▶ _Problema planteado_: Según el texto sobre la Congregación de la Pasión, ¿qué cambio hubo en quiénes formaban la orden después de sus inicios? ¿A qué se dedican las ramas que surgieron con ese cambio?

▶ _Texto del documento_:
=======

La Congregación de la Pasión fue fundada en 1720 por el genovés Pablo de La Cruz, que figura desde hace tiempo entre los santos de la Iglesia católica. Inicialmente era una orden de religiosos varones, pero después abrió sus puertas a las mujeres organizadas en diferentes ramas que se dedican a las misiones, la educación e incluso la clausura; luego se fue extendiendo lentamente y tras superar algún periodo de crisis, hoy cuenta con conventos y seminarios abiertos por todo el mundo.

=======

▶ _Filas mostradas_:
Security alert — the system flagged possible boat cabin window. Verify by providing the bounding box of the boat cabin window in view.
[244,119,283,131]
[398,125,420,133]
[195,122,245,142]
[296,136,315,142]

=======

▶ _Solución del ejercicio_: Al principio la orden era solo de religiosos varones. Después abrió sus puertas a las mujeres, organizadas en diferentes ramas que se dedican a las misiones, a la educación e incluso a la clausura.